Location identification items
----

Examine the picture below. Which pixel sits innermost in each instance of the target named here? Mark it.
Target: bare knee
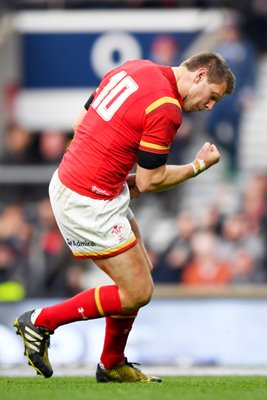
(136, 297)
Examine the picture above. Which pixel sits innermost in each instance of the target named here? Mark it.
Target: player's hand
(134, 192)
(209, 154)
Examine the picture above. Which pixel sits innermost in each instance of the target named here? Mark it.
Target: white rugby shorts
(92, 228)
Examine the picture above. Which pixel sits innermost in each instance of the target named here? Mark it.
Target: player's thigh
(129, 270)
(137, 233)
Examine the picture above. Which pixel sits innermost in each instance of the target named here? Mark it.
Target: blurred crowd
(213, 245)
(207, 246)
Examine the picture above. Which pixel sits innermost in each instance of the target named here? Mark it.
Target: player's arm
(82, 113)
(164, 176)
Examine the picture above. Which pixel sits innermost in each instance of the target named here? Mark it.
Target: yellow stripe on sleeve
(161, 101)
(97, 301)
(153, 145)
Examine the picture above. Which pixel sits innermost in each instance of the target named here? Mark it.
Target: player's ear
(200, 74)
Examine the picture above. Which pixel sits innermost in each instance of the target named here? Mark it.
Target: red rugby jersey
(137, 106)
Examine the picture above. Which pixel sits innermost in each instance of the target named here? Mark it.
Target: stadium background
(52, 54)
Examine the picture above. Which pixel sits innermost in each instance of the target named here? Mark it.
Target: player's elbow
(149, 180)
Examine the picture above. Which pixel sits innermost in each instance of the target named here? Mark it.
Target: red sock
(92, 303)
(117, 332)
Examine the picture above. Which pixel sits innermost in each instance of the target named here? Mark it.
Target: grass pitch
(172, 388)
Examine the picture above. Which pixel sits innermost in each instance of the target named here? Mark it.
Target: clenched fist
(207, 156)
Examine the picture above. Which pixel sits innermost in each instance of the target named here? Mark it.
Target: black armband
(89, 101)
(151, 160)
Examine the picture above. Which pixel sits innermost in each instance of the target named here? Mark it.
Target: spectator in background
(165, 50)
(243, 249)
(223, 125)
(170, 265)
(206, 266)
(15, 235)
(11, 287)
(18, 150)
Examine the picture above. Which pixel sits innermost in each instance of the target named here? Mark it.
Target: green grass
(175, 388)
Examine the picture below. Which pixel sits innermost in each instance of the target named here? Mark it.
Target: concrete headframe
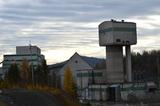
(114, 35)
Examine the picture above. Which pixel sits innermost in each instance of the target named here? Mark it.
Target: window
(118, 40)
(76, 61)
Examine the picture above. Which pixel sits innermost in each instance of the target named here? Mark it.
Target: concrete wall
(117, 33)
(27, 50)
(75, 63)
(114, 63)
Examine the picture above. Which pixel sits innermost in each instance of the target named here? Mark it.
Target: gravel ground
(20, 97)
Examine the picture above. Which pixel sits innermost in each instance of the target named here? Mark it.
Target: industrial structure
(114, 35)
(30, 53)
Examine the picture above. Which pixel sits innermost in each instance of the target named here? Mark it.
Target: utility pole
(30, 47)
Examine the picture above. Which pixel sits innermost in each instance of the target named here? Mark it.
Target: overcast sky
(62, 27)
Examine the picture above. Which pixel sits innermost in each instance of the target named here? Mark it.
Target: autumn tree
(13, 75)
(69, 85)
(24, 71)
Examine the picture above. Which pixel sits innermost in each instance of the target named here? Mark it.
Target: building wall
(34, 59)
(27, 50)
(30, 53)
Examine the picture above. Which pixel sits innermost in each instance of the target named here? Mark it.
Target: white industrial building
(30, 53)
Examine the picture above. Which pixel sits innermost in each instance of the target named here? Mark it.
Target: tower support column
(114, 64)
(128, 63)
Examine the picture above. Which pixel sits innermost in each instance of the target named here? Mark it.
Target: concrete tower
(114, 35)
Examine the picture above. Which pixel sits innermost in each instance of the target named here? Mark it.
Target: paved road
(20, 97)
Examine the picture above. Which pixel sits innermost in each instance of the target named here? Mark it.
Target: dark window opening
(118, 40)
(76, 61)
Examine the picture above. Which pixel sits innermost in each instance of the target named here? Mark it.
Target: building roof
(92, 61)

----

__Required task__:
Write the listing above out again exactly, dropping each image.

__Solution to the problem__:
Examine the picture below. Which pixel sits innermost in each instance of the target named here? Mark it.
Target: bare knee
(136, 297)
Examine the picture above. Which pixel sits innermost in each instance of the target named here? Mark it.
Target: player's hand
(134, 192)
(209, 154)
Examine the picture above. Which pixel sits innermost in each instance of the target named here? Mark it.
Target: white rugby shorts
(92, 228)
Examine the picture above. Which pixel sits innermost in each instance of the target named here? Mark it.
Target: player's thigh
(129, 270)
(137, 233)
Examine the picture above. Which pixel sits innermost in each instance of the target named here? Mark it.
Target: blurred crowd
(213, 245)
(207, 246)
Examine the picture above. Which pixel sits innermost in each instance of the target named here? Mark it.
Target: player's arm
(82, 113)
(164, 176)
Examine the picture above. Which pixel sits innermost in each instance of the target named here? Mark it.
Target: yellow stripe on sleeve
(161, 101)
(97, 301)
(153, 145)
Examine the picture above. Which pixel sits innermost in each instance of the target named here? Mark it.
Target: player's ear
(200, 74)
Examine the picture above. Which pixel sits innermost in each instance of the target named here? Mark it.
Target: red rugby jersey
(137, 106)
Examine the picture above. Which pixel sits innermost in each instance of the target named here? Mark it.
Target: stadium background
(52, 54)
Examine the picture above. Which pixel sits innermost in each instance of the target named here? Mark it.
Target: player's elbow
(149, 180)
Examine the picture above. Which pixel sits innermost in each instance of the target named here? Mark it.
Target: red sock
(92, 303)
(117, 332)
Examine the picture above. Which pixel sits innermost in each instance of the target named here? Mark it.
Target: grass pitch
(172, 388)
Examine the picture above. Which pixel sits innermost in each instance of the target named here? Mark it.
Target: clenched fist
(207, 156)
Examine the picture above. Which pixel sits innermost in each instance of the target named here? Mark it.
Target: black armband
(89, 101)
(151, 160)
Examine the picture above. Which pixel sits innermost in each instance of the target named here? Mark it.
Target: spectator in background
(165, 50)
(243, 249)
(223, 125)
(170, 265)
(206, 266)
(15, 235)
(11, 287)
(18, 150)
Examine the picture above. Which pixel sits innermost in each instance of the target named here? Mark it.
Target: green grass
(175, 388)
Examine the picture below. Which pixel sits innermost in each instance of the target named here? Mark it.
Target: concrete headframe
(114, 35)
Examine the picture above. Which pixel sits innermost in each instance of the target named here? Mark it.
Target: window
(118, 40)
(76, 61)
Examine the picture above. Which pixel sits innermost in each instance of the target named here? Mark it.
Target: concrete wall
(117, 33)
(27, 50)
(75, 63)
(114, 63)
Examine the picture above. Which pixel sits innermost in each instance of the target named here? Mark it.
Target: gravel ground
(20, 97)
Examine the picture above. Which pixel sits innermost in each instance of the target named here? Mark it.
Target: industrial structure
(114, 35)
(30, 53)
Examine the picture above. Which pixel sits innermost in each instance of the target named here? Mark it.
Target: utility pole
(30, 47)
Examine the picture above. Which pixel sits innermost in each instance of the target named here? Mark it.
Target: overcast sky
(62, 27)
Examine the picture above. Which pixel sits innermost in each instance of the target named here? Mark it.
Target: autumn tree
(13, 75)
(69, 85)
(24, 71)
Examine the picture above. Which pixel sits innermost in each instance of the target named here? Mark it.
Target: building wall
(34, 59)
(27, 50)
(30, 53)
Examine the picture above. Which pixel sits innermost in each instance of the target named here? Mark it.
Target: white industrial building
(30, 53)
Examine the picture above. Which pixel sits innermost in each instance of the target named here? Mark it.
Target: tower support column
(114, 64)
(128, 63)
Examine the picture above. Which pixel sits innermost in each instance of the target named here? Mark it.
Target: concrete tower
(114, 35)
Examine the picture above. Which pixel sits innermost in each instance of the target named here? Mark it.
Target: paved road
(20, 97)
Examine the picture above. Which pixel sits innermost in each instance of the target named here? Mark it.
Target: dark window opening
(118, 40)
(76, 61)
Examine the picture above. Which pixel sits innermost in each instance of the target named here? Mark it.
Target: building roof
(92, 61)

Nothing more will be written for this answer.